TASK PROMPT
Each entry below needs to be retyped exactly as given.

(Referring expression pointing data)
══════════════════════════════
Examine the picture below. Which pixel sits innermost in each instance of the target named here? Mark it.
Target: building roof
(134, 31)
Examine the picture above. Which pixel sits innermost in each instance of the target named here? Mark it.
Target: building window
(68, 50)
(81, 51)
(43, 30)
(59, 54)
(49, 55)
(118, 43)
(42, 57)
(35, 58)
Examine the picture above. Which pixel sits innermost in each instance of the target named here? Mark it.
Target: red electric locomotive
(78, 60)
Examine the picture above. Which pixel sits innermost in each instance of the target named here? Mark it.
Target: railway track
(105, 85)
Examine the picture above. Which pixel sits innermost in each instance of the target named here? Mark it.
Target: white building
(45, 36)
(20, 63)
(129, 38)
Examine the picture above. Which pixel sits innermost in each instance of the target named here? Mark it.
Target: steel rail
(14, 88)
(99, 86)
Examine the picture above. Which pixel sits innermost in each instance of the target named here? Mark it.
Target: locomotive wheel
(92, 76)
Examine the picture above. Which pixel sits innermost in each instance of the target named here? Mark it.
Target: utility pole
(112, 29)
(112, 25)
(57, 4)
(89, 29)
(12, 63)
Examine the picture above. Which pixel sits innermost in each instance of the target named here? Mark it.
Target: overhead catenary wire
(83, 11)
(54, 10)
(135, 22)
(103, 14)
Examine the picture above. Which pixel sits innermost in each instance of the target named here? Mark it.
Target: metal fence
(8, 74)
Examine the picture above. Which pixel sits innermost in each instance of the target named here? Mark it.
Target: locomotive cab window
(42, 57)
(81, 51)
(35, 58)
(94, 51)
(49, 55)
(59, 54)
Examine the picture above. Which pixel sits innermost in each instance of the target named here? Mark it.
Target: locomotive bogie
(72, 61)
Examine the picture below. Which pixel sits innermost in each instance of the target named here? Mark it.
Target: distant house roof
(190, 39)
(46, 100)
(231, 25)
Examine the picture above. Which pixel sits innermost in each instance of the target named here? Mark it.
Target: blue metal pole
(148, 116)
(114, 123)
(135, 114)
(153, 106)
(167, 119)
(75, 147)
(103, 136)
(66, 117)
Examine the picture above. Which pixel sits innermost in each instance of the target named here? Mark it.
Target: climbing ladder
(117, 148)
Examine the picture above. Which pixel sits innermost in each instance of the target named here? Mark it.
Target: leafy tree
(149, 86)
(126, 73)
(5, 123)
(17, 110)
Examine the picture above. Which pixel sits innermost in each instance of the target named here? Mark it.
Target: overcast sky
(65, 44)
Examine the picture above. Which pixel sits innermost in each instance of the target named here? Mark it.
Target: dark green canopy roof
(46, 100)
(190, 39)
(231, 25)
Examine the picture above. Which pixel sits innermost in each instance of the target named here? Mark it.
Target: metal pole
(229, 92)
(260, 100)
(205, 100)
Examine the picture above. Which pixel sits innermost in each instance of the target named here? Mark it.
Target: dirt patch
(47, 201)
══════════════════════════════
YOUR SOLUTION
Examine the picture below. Which pixel sits innermost in each instance of the target named here? Mark it.
Target: building roof
(134, 31)
Examine the picture above. Which pixel sits innermost in each instance of the target named here? Mark it.
Target: building window
(68, 50)
(81, 51)
(43, 30)
(59, 54)
(49, 55)
(118, 43)
(42, 57)
(35, 58)
Examine the picture above. Which pixel sits innermost in each instance of the target named here? Mark it.
Target: red electric locomotive
(78, 60)
Examine the picture above. Which pixel sits innermost in each instance of the target named here? Mark it.
Target: railway track
(105, 85)
Examine the picture above. Which pixel sits innermost in each instance of the target named here? Mark it.
Target: white building
(45, 36)
(20, 63)
(129, 38)
Examine the picture above. Which pixel sits innermost in each instance of the target named here? Mark it.
Target: steel rail
(14, 88)
(99, 86)
Examine the picture above. Which pixel sits innermost in each instance of the target named here? Mark it.
Target: locomotive wheel
(92, 76)
Examine the picture above. Which pixel sits innermost in each instance of the target named here? Mark it.
Target: utility pole
(112, 29)
(112, 25)
(57, 4)
(89, 29)
(12, 63)
Examine the picture above. Which pixel sits innermost in each instance of the target named here? Mark it.
Target: overhead catenary wire
(83, 11)
(54, 10)
(135, 22)
(103, 14)
Examine the picture above. Which pixel sits innermost in each instance of the target named here? Mark it.
Target: metal fence
(8, 74)
Examine the picture above. Which pixel sits innermost in each instance of the target named here? Mark it.
Target: locomotive cab window
(42, 57)
(81, 51)
(35, 58)
(94, 51)
(49, 55)
(59, 54)
Examine the picture above. Which pixel sits innermost in each instance of the target named here? Mark it.
Target: locomotive bogie
(72, 61)
Examine the picture below. Which pixel sits innermost in each instance of the target named here? Mark it.
Target: distant house roof
(190, 39)
(46, 100)
(231, 25)
Examine the picture above. Which pixel sits innermost in each instance of the target named here? Mark it.
Target: blue metal pole
(148, 116)
(114, 123)
(135, 114)
(153, 106)
(167, 119)
(75, 147)
(103, 136)
(66, 117)
Examine the picture above. Which pixel sits innermost in each instance of the target named here? Mark it.
Target: climbing ladder
(117, 148)
Examine the picture above. Which pixel sits innermost in each instance of the target named here? Mark it.
Target: leafy tree
(149, 86)
(126, 73)
(5, 123)
(17, 110)
Examine the picture above. Which pixel sits innermost in each instance of the target named here? Mark it.
Target: overcast sky
(65, 44)
Examine the picture above. Which pixel sits innermost in each instance of the target named here? Mark it.
Target: dark green canopy roof
(46, 100)
(190, 39)
(231, 25)
Examine the picture above. Which pixel sits innermost in each instance of the target named here? Mark it.
Target: metal pole
(229, 92)
(260, 100)
(205, 100)
Examine the picture above. Which pixel sits innermost in each instance of the target named here? Mark it.
Target: dirt patch
(47, 201)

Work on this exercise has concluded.